## Your assignment
All of the data that follows should be written out exactly.

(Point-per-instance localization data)
---*---

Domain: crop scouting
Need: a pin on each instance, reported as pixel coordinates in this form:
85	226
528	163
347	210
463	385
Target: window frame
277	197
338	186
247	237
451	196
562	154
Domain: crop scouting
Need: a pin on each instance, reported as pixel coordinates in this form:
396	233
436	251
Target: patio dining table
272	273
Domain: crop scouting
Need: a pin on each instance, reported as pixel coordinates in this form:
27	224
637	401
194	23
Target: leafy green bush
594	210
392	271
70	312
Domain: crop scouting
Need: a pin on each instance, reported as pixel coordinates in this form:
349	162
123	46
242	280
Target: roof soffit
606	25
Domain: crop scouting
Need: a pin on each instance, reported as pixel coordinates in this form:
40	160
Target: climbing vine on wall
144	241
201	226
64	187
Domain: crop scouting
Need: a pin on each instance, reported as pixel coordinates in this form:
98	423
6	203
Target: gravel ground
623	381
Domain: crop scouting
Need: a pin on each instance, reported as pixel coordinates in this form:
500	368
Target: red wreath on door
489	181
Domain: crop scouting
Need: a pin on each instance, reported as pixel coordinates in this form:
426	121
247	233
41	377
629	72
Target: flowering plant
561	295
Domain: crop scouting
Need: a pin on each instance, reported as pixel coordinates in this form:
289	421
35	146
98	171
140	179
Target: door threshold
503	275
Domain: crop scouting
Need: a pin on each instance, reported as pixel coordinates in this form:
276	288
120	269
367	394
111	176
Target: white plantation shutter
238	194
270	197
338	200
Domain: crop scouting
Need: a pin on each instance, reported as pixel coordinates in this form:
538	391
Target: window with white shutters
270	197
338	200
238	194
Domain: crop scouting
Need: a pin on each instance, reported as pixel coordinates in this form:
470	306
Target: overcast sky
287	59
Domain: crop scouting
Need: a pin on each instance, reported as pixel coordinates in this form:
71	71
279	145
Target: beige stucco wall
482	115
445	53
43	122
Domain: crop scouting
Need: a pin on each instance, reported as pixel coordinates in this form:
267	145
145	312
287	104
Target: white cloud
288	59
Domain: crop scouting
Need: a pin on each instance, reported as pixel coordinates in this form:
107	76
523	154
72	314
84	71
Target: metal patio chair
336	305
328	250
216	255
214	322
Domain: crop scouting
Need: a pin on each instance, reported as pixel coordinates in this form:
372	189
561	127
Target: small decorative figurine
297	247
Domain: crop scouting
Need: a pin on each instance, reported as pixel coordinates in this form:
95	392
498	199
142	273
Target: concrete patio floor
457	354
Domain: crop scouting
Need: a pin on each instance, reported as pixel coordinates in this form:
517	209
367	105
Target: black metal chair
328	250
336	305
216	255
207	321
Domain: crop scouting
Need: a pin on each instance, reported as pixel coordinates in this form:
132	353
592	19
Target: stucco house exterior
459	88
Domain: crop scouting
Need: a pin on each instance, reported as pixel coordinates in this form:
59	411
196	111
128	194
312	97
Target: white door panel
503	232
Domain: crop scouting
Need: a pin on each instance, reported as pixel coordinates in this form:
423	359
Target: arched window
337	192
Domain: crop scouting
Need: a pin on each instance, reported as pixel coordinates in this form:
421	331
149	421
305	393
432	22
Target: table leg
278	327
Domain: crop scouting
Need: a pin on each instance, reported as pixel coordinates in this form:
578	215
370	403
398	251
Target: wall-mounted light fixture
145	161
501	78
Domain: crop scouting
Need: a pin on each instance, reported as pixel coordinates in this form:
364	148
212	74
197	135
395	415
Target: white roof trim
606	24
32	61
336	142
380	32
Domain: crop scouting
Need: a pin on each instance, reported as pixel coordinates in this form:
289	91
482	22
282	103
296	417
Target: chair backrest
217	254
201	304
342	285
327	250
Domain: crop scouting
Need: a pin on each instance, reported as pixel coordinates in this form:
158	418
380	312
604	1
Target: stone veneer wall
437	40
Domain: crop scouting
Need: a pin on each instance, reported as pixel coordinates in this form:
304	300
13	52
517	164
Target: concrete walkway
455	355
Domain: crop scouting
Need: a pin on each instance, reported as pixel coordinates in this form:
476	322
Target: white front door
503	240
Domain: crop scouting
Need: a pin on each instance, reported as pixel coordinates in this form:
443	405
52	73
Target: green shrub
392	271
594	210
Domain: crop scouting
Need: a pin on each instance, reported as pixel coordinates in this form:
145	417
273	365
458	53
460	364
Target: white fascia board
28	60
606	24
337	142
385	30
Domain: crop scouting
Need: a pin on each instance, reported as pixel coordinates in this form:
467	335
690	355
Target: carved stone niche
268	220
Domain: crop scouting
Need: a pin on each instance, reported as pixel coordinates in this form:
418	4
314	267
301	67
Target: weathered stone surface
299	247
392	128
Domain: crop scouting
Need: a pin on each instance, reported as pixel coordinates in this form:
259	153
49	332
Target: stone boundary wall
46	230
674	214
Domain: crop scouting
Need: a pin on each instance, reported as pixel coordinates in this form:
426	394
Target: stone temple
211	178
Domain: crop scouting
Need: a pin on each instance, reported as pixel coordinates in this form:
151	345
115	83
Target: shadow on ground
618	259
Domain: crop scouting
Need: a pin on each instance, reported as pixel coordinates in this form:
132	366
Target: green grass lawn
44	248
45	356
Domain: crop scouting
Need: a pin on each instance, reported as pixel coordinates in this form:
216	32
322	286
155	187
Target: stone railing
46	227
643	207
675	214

---*---

## Solution to the exercise
Domain: crop scouting
Need: a pin on each instance, reported as pixel coordinates in this form:
85	226
528	163
347	210
463	385
Target: window frame
277	197
338	186
247	237
451	196
562	154
Domain: crop scouting
Need: a pin on each instance, reported as pixel coordinates in this form:
396	233
436	251
Target: patio dining table
272	273
Domain: crop scouting
Need: a pin on each instance, reported as pixel coordinates in this form:
27	224
637	401
194	23
Target: leafy green bush
594	210
392	271
70	312
Domain: crop scouting
Need: a pin on each instance, reported as pixel coordinates in this form:
349	162
123	46
242	280
Target: roof soffit
606	25
Domain: crop scouting
Need: a pin on each instance, reported as pixel coordinates in this form:
40	160
Target: climbing vine on wall
144	241
201	226
64	187
Domain: crop scouting
Need: a pin on each instance, reported as pixel coordinates in this form:
98	423
6	203
Target: gravel ground
623	381
Domain: crop scouting
Need: a pin on each instance, reported as pixel coordinates in this form:
500	368
Target: red wreath on door
489	181
Domain: crop scouting
Need: a pin on each instance, reported as pixel coordinates in this form:
426	121
247	233
41	377
629	72
Target: flowering plant
561	295
Domain: crop scouting
Need: a pin on each instance, reported as pixel coordinates in this form:
289	421
35	146
98	171
140	179
Target: door threshold
503	275
Domain: crop scouting
Need: a pin on each instance, reported as pixel coordinates in this form:
276	288
120	269
367	394
111	176
Target: white plantation shutter
238	194
270	197
338	200
Domain: crop scouting
Need: a pin on each instance, reported as pixel coordinates in this form:
538	391
Target: window with white shutters
270	197
338	200
238	194
Domain: crop scouting
Need: a pin on each instance, reported as pixel coordinates in this form:
470	306
Target: overcast sky
287	59
Domain: crop scouting
Need: a pin on each instance, reported as pixel coordinates in this form:
71	71
279	145
Target: beige stucco wall
482	115
445	53
43	122
Domain: crop scouting
Need: a pin on each instance, reported as pixel coordinates in this form:
267	145
145	312
287	104
Target: white cloud
288	59
Domain: crop scouting
Need: a pin on each instance, reported as pixel coordinates in this form:
107	76
523	154
72	314
84	71
Target: metal patio chair
336	305
328	250
216	255
214	322
Domain: crop scouting
Need: a pin on each instance, reported as pixel coordinates in this form:
372	189
561	127
Target: small decorative figurine
297	247
Domain: crop scouting
Need: a pin on each instance, reported as pixel coordinates in this form:
95	392
498	199
142	273
Target: concrete patio floor
457	354
Domain: crop scouting
Need: a pin on each instance, reported as pixel coordinates in this form:
517	209
367	105
Target: black metal chair
328	250
336	305
216	255
207	321
Domain: crop scouting
Need: a pin on each instance, reported as pixel coordinates in this form:
132	353
592	19
Target: stucco house exterior
459	88
Domain: crop scouting
Need: a pin on each instance, reported as pixel coordinates in this form:
59	411
196	111
128	194
312	97
Target: white door panel
503	232
Domain: crop scouting
Need: a pin on each instance, reported as pixel coordinates in this form:
423	359
Target: arched window
337	192
Domain: crop scouting
Need: a pin on each instance, reported as pixel coordinates in this form:
421	331
149	421
305	393
432	22
Target: table leg
278	327
Domain: crop scouting
Need: a pin on each instance, reported as pixel coordinates in this form:
578	215
370	403
398	251
Target: wall-mounted light fixture
145	161
501	78
Domain: crop scouting
Need: a pin on each instance, reported as pixel coordinates in this form:
364	148
212	74
197	135
395	415
Target: white roof trim
606	24
32	61
336	142
380	32
Domain: crop scouting
Need: a pin on each instance, reported as pixel coordinates in this form:
289	91
482	22
282	103
296	417
Target: chair backrest
217	254
201	304
342	285
327	250
Domain: crop scouting
Need: a pin on each instance, reported as pixel coordinates in this form:
158	418
380	312
604	1
Target: stone veneer wall
437	40
Domain: crop scouting
Need: a pin on each instance, reported as pixel coordinates in this form:
304	300
13	52
517	164
Target: concrete walkway
455	355
Domain: crop scouting
Need: a pin on each instance, reported as pixel coordinates in this form:
476	322
Target: white front door
503	240
Domain: crop scouting
Need: a pin on each instance, reported as pixel coordinates in this form:
443	405
52	73
Target: green shrub
392	271
594	210
Domain: crop scouting
Need: a pin on each instance, reported as pixel coordinates in this form:
145	417
273	365
458	53
460	364
Target: white fascia board
28	60
606	24
337	142
385	30
Domain: crop scouting
Need: a pin on each instance, reported as pixel coordinates in this form:
467	335
690	355
Target: carved stone niche
268	220
Domain: crop scouting
Need: a pin on each instance, reported as pixel coordinates in this form:
418	4
314	267
301	67
Target: weathered stone surface
299	247
392	128
Domain: crop scouting
Need: a pin on each instance, reported as pixel coordinates in this form:
259	153
49	332
Target: stone boundary wall
46	230
674	214
Domain: crop scouting
Need: a pin on each instance, reported as pixel coordinates in this form:
426	394
Target: stone temple
211	178
Domain: crop scouting
Need: a pin on each instance, reported as pixel coordinates in this form:
151	345
115	83
Target: shadow on ground
618	259
Domain: crop scouting
Need: a pin on each instance, reported as pixel coordinates in this form:
132	366
Target: green grass lawn
44	248
45	356
Domain: crop scouting
Need: a pin on each instance, reported as pixel coordinates in this form:
216	32
322	286
155	187
Target: stone railing
46	227
643	207
675	214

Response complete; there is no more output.